INSTRUCTIONS FOR THE TASK - Please gather every line in the rows below that contains the string "wooden", copying each line in full, and treat matches as case-sensitive.

SUPPLIED DATA -
---+---

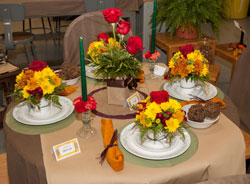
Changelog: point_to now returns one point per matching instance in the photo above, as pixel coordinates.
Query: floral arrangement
(188, 63)
(159, 113)
(112, 56)
(37, 81)
(84, 106)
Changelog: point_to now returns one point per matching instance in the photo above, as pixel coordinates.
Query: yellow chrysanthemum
(190, 68)
(47, 87)
(179, 115)
(32, 84)
(204, 71)
(172, 124)
(149, 124)
(152, 110)
(57, 80)
(25, 93)
(142, 118)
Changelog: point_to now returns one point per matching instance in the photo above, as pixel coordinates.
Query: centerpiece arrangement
(38, 85)
(189, 65)
(114, 59)
(160, 117)
(84, 108)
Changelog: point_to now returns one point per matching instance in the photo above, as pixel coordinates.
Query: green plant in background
(188, 13)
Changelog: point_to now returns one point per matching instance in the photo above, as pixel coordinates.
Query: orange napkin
(114, 155)
(215, 100)
(68, 90)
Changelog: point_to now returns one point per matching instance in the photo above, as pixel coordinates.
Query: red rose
(186, 49)
(134, 45)
(103, 36)
(123, 27)
(159, 96)
(37, 65)
(147, 55)
(111, 15)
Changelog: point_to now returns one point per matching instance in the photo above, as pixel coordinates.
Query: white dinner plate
(150, 149)
(176, 91)
(200, 125)
(22, 113)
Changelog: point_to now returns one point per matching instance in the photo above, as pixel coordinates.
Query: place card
(66, 149)
(159, 70)
(133, 100)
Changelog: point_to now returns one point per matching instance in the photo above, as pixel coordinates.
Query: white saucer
(22, 113)
(200, 125)
(176, 91)
(154, 150)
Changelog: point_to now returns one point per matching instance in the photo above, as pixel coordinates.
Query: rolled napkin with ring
(112, 153)
(200, 101)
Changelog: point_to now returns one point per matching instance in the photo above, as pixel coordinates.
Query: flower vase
(42, 110)
(86, 131)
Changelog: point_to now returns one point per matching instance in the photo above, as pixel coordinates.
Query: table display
(203, 164)
(150, 149)
(176, 91)
(204, 124)
(22, 113)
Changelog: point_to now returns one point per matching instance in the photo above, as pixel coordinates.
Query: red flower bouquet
(111, 55)
(81, 106)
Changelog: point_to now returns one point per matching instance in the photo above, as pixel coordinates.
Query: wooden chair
(15, 12)
(4, 178)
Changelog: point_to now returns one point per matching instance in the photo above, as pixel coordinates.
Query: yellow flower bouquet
(36, 82)
(111, 56)
(160, 114)
(189, 64)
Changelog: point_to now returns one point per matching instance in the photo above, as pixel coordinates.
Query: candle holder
(86, 131)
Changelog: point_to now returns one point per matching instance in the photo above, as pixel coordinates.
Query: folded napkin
(215, 100)
(68, 90)
(114, 155)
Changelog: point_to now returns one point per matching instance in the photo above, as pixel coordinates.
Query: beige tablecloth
(221, 152)
(44, 8)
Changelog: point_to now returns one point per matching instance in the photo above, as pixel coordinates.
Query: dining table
(218, 150)
(53, 8)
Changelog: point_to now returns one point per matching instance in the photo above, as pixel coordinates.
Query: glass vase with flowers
(159, 117)
(39, 86)
(84, 109)
(189, 65)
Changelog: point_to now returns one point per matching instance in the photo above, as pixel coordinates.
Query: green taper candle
(153, 28)
(83, 74)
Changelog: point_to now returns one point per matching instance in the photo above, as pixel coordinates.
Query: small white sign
(159, 70)
(133, 100)
(240, 27)
(66, 149)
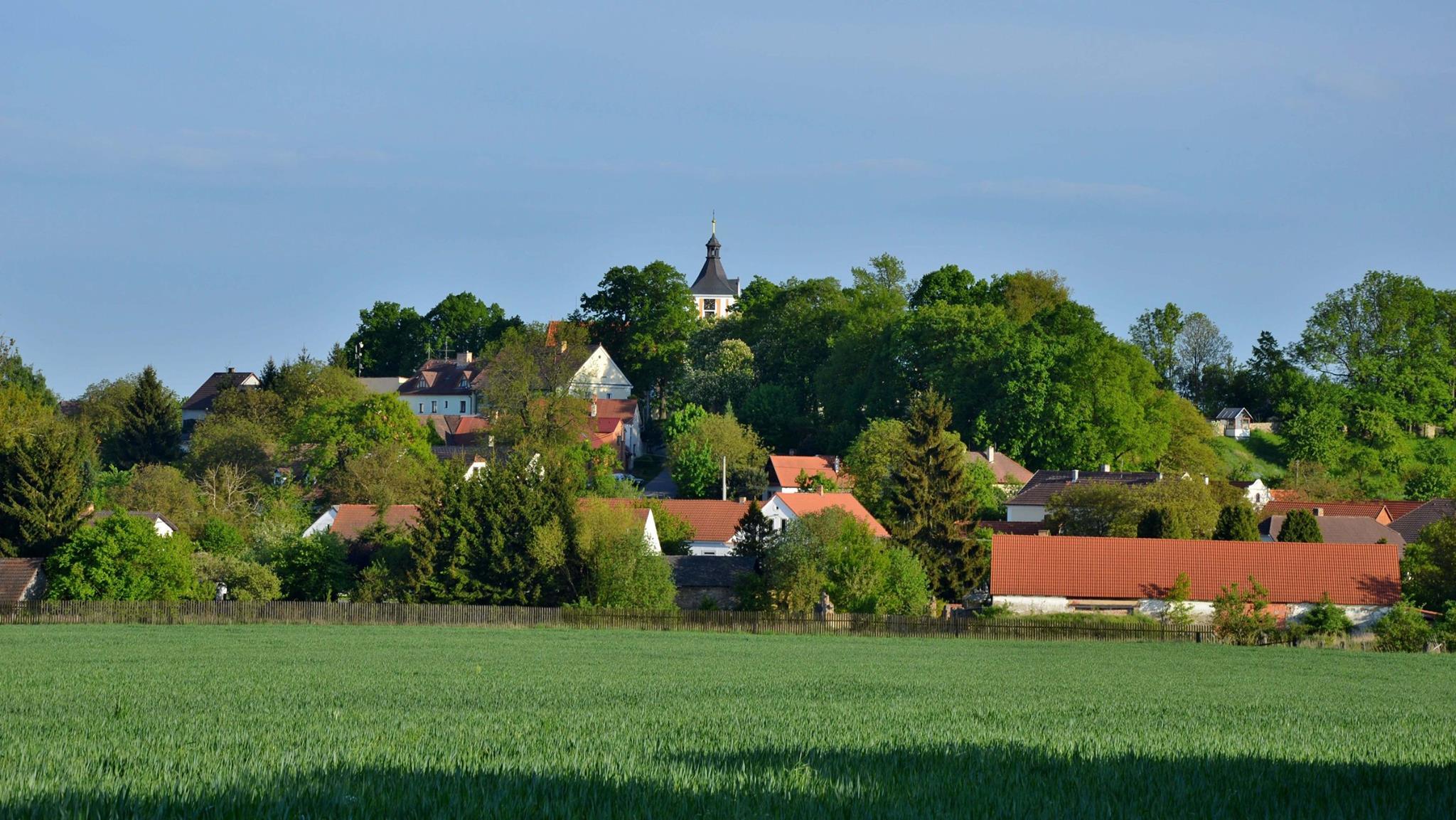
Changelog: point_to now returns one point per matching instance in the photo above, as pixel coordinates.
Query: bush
(1241, 615)
(1325, 618)
(1403, 629)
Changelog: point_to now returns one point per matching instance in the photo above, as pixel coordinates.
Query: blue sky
(197, 187)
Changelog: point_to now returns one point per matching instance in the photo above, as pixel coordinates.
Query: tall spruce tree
(152, 426)
(931, 507)
(1236, 522)
(1300, 528)
(43, 491)
(754, 532)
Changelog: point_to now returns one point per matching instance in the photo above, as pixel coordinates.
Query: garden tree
(1267, 379)
(228, 493)
(1027, 293)
(1300, 526)
(501, 538)
(953, 286)
(644, 316)
(837, 554)
(754, 532)
(1204, 361)
(1241, 614)
(619, 570)
(696, 458)
(851, 383)
(1236, 522)
(304, 383)
(152, 426)
(245, 580)
(1388, 340)
(1325, 618)
(1403, 629)
(774, 412)
(462, 322)
(528, 389)
(1096, 508)
(929, 507)
(383, 475)
(1179, 612)
(43, 490)
(102, 411)
(222, 539)
(21, 376)
(1429, 565)
(336, 432)
(123, 558)
(1158, 522)
(874, 459)
(312, 568)
(721, 379)
(162, 489)
(1190, 437)
(1314, 435)
(390, 340)
(1155, 332)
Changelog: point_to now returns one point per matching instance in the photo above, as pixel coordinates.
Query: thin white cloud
(1064, 190)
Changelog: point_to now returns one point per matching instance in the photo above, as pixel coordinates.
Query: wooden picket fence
(526, 617)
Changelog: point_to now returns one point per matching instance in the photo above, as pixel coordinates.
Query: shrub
(1403, 629)
(1241, 615)
(1325, 618)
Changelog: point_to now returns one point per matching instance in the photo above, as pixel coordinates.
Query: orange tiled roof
(1125, 568)
(810, 503)
(353, 519)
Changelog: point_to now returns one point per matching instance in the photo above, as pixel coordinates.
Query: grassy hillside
(312, 721)
(1258, 457)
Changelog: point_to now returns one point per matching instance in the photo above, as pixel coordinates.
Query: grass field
(316, 721)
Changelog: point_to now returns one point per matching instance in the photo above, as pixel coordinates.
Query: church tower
(714, 292)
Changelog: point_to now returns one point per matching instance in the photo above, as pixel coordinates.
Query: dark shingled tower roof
(712, 280)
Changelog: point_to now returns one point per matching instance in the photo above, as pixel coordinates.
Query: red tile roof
(711, 519)
(1363, 508)
(783, 471)
(1125, 568)
(16, 575)
(810, 503)
(353, 519)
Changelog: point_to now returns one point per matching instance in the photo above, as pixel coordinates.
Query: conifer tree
(754, 532)
(1300, 528)
(1157, 523)
(152, 426)
(1236, 522)
(931, 507)
(43, 491)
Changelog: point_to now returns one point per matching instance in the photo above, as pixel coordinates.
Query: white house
(714, 293)
(786, 507)
(1233, 422)
(1036, 574)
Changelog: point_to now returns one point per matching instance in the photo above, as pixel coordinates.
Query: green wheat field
(400, 721)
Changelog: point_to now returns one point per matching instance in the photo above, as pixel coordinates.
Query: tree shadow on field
(961, 781)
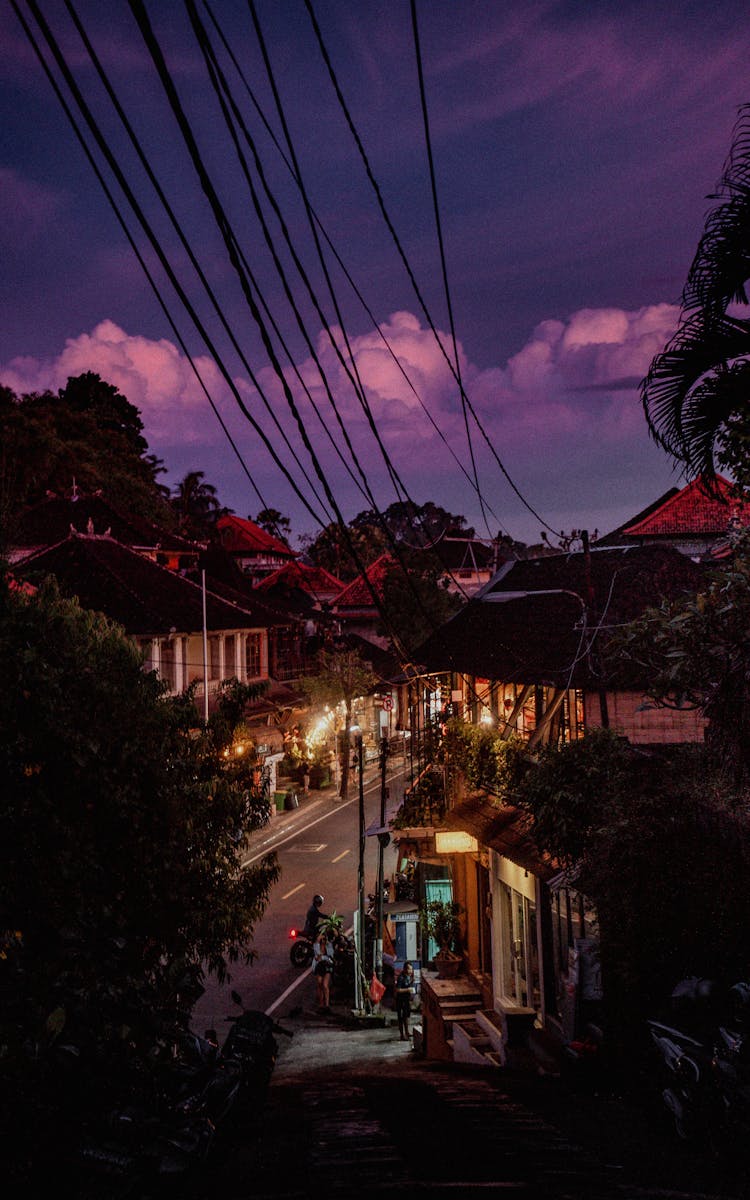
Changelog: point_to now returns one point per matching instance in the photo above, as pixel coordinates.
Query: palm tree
(695, 394)
(196, 505)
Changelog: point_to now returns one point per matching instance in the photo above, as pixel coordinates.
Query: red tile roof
(51, 521)
(142, 597)
(239, 535)
(313, 580)
(693, 510)
(358, 594)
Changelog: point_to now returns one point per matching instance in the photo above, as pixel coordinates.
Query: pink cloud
(571, 384)
(154, 376)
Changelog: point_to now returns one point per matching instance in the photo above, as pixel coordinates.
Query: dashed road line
(298, 888)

---+---

OUTPUT -
Query: wooden chair
Query: wooden picket fence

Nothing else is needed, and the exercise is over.